Data provided
+++

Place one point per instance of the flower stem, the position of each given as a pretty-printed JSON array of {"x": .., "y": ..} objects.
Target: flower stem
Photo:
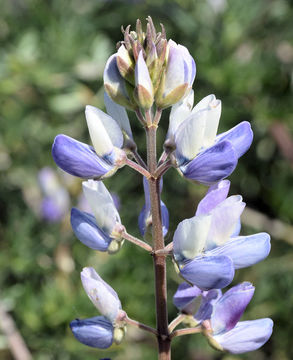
[
  {"x": 163, "y": 168},
  {"x": 186, "y": 331},
  {"x": 164, "y": 343},
  {"x": 138, "y": 159},
  {"x": 136, "y": 241},
  {"x": 176, "y": 322},
  {"x": 137, "y": 168},
  {"x": 140, "y": 325}
]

+++

Direction
Convert the listing above into a Markdown table with the columns "Entry" and "Text", giving each line its own numbered row. Omit blank lines and leave the pictures out.

Response for this exercise
| Entry | Text |
|---|---|
| 1 | Place one point per instance of the flower stem, the position of each given as a pretty-printed JSON array of {"x": .., "y": ..} objects. |
| 2 | Target: flower stem |
| 3 | Photo: |
| 4 | [ |
| 5 |   {"x": 163, "y": 168}, |
| 6 |   {"x": 186, "y": 331}, |
| 7 |   {"x": 164, "y": 343}, |
| 8 |   {"x": 138, "y": 159}, |
| 9 |   {"x": 136, "y": 241}, |
| 10 |   {"x": 176, "y": 322}, |
| 11 |   {"x": 137, "y": 168}, |
| 12 |   {"x": 140, "y": 325} |
| 13 | ] |